PAGE EXCERPT =
*** Block opens ***
I find this more honest than stretching a single turn forever. Each turn ending is a genuine idle point you can cancel or step into — the autonomy is in the cadence, not in some monster turn that never returns.
What I’m taking away
A few of these are going straight into how I build:
- Stateless loop, stateful host. One loop, many modes. The modes are the host’s problem.
finish_reasonis a hint, not a verdict. Derive “keep going?” from the presence of tool calls and you stop fighting provider quirks.- Append-only context, cache as a first-class constraint. Reminders go on the tail as user messages; nothing rewrites the prefix. Per-step injection is an O(n²) trap.
- Compaction reuses the live request shape so the summarization call itself caches, and never cuts a tool pair in half.
- Resume = replay through the same code path. No second implementation of state to drift.
- Concurrent execution, ordered record. Push the mess into a scheduler; keep the transcript linear.
- Autonomy is an outer loop of ordinary turns, with the model holding a single status lever to exit.
None of it is exotic. It’s the accumulation of small, correct decisions — the unglamorous kind that only reveal their value the third time a session resumes cleanly or a cache stays warm. I still translate each one into my own setup rather than copy it, but the reading was worth more than the cloning.
*** Block closes ***
MATERIAL PROVIDED =
*** Block opens ***
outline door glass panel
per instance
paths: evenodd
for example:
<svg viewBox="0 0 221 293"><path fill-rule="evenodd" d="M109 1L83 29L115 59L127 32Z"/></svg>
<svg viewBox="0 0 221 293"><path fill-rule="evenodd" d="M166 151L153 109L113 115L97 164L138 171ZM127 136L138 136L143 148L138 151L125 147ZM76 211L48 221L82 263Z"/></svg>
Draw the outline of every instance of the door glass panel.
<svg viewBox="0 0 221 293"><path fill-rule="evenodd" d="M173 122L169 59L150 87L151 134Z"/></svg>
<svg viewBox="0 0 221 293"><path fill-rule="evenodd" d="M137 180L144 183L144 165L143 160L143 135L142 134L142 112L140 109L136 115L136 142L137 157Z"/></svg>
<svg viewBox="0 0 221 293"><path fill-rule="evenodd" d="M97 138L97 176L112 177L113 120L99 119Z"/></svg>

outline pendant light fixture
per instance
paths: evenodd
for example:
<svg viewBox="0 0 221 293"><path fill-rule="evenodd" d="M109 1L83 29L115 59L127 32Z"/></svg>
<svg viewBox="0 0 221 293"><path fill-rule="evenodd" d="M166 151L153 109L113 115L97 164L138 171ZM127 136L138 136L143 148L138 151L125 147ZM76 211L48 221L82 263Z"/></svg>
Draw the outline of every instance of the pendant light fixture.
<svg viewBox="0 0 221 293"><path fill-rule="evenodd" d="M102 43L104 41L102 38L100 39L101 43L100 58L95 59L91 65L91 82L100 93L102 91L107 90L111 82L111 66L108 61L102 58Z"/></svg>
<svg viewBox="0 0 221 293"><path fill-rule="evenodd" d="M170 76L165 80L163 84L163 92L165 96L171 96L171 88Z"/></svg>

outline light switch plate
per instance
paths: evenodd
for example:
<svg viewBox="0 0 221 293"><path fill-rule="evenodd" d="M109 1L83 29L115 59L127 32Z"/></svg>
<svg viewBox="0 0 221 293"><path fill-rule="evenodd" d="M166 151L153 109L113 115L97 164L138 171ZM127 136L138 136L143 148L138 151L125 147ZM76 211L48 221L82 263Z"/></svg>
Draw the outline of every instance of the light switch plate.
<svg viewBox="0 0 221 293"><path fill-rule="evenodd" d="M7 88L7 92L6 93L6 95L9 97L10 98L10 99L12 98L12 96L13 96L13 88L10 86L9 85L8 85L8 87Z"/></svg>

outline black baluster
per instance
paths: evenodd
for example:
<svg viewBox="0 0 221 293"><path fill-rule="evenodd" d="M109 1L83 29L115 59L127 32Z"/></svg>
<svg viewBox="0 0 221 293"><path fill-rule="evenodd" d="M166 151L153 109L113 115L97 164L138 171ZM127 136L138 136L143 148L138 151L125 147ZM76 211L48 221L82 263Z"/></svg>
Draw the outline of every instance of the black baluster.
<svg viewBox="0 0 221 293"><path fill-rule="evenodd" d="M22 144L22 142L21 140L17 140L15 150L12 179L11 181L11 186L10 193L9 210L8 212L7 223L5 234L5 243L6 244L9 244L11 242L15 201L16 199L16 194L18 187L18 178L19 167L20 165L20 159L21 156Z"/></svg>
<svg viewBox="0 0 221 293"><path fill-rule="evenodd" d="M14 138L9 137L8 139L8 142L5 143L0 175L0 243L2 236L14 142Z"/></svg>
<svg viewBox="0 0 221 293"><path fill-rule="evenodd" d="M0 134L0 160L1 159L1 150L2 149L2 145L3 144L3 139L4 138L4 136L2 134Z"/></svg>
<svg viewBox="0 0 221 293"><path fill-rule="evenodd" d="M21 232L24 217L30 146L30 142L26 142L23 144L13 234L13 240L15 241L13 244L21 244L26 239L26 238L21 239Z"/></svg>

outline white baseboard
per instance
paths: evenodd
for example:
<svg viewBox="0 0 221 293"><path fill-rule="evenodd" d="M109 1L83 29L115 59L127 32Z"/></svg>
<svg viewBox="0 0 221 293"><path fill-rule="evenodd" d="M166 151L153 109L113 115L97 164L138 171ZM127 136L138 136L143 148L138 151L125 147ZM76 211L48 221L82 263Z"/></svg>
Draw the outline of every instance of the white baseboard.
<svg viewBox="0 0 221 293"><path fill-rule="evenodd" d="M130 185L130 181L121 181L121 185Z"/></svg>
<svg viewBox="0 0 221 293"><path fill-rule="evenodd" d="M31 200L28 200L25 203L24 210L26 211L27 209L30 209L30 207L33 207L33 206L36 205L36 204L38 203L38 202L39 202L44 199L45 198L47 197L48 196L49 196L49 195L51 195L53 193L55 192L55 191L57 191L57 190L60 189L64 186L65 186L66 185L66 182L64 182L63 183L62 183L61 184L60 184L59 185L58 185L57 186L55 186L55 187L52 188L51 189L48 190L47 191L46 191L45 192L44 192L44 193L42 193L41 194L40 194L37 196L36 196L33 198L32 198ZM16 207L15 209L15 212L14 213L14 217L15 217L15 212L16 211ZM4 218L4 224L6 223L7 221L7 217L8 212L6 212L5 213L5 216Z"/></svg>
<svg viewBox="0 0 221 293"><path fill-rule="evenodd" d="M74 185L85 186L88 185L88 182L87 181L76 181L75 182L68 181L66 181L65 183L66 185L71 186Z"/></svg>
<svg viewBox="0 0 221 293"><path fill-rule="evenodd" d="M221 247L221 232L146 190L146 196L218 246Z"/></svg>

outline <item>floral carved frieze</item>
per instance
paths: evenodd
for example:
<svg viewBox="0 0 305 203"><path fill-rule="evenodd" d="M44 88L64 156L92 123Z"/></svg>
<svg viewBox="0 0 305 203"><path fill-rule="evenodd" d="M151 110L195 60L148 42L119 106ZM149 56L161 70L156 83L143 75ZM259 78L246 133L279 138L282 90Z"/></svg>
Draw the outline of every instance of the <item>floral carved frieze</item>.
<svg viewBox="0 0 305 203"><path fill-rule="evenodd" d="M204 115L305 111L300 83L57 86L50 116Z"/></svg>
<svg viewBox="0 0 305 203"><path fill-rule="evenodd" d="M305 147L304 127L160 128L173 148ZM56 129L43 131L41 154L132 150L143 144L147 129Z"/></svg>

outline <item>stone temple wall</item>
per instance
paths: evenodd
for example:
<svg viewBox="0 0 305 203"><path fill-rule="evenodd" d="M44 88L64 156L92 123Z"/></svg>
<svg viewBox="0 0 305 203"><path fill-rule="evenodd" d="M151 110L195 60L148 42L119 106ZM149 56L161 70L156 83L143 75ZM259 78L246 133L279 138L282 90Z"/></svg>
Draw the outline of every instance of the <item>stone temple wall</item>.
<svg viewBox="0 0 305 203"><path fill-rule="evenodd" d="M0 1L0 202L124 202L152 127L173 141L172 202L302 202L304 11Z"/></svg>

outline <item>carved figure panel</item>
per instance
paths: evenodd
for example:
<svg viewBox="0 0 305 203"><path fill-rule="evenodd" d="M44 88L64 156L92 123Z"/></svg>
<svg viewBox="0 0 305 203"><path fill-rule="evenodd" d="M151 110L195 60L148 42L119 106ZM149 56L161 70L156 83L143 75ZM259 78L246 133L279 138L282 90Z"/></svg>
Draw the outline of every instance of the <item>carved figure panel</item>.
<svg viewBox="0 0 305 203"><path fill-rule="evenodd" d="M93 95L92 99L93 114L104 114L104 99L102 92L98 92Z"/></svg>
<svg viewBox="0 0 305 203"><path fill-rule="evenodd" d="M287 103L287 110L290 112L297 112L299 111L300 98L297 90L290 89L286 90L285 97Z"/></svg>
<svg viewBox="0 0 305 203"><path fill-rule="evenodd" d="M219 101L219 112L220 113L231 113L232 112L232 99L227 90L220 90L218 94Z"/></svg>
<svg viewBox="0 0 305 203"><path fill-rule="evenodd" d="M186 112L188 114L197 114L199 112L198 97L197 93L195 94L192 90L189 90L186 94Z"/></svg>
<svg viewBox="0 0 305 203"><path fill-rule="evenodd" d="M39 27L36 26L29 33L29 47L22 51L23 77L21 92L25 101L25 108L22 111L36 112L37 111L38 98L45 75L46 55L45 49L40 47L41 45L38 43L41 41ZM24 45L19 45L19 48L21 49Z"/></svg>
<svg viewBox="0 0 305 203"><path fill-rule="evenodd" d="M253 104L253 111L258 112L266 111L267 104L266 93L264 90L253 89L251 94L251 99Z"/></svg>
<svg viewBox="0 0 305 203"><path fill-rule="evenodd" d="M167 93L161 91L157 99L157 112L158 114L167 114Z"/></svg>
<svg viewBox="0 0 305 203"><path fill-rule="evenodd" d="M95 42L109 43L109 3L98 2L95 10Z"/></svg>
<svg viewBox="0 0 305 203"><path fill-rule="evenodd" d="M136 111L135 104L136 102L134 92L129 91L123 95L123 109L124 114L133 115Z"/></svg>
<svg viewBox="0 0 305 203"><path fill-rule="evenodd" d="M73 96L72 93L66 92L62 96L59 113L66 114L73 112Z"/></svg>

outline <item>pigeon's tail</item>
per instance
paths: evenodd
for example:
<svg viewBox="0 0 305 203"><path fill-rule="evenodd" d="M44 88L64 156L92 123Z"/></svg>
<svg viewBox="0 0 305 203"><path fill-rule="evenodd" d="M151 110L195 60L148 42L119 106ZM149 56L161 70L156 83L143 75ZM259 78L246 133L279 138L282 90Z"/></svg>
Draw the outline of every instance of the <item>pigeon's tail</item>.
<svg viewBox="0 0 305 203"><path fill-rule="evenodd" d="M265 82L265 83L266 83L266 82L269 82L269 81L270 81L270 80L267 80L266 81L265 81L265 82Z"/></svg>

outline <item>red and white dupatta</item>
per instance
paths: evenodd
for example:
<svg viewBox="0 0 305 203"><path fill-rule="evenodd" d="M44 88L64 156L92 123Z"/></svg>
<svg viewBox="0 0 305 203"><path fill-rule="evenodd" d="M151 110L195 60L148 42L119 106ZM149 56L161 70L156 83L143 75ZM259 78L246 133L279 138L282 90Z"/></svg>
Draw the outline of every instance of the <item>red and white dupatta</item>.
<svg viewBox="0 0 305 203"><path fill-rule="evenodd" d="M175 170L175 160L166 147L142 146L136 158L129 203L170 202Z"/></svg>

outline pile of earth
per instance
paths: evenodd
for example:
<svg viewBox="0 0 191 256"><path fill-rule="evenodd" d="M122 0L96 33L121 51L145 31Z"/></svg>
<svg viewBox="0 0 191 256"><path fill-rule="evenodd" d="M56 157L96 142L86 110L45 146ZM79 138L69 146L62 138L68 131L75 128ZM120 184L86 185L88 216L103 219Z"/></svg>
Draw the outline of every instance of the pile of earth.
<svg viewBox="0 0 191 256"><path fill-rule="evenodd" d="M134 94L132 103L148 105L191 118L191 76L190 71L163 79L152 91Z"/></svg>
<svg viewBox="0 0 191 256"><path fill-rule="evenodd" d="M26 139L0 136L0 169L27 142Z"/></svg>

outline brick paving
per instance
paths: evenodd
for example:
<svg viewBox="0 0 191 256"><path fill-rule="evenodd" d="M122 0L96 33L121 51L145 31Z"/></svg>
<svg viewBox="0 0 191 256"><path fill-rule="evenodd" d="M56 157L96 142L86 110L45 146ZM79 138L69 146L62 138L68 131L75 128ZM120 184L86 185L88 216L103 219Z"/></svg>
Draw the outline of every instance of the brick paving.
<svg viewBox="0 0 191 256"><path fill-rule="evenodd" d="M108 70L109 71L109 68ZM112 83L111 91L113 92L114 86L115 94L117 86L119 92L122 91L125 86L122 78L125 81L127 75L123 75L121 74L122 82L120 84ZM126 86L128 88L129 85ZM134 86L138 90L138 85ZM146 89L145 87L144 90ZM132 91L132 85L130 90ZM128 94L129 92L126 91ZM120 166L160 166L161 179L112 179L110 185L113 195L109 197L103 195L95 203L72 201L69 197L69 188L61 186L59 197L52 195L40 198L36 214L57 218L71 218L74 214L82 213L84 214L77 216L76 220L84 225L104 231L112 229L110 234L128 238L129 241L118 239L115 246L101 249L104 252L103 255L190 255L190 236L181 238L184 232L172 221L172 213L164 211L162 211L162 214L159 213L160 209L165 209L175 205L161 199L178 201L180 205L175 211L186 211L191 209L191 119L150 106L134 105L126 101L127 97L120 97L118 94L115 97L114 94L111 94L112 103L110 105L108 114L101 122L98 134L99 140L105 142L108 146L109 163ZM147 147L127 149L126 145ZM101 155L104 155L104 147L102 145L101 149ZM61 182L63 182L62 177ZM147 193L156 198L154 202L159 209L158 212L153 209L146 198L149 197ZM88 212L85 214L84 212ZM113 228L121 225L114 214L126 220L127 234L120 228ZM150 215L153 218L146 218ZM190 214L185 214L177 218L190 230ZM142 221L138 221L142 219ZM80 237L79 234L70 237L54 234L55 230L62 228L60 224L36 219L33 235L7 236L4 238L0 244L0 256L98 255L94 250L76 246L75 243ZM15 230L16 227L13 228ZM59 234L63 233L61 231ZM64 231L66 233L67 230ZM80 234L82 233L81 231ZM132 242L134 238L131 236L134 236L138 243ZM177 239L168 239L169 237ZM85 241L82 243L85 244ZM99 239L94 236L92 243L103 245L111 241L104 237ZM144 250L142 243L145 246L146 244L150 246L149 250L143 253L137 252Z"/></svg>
*** Block closes ***
WHAT THIS TASK INVOLVES =
In one to three sentences, explain why the page excerpt treats resuming as a replay through the same code path. The items were taken from a separate source.

ANSWER SECTION =
Resuming by replay through the same code path avoids a second implementation of state, so there is nothing separate that could drift.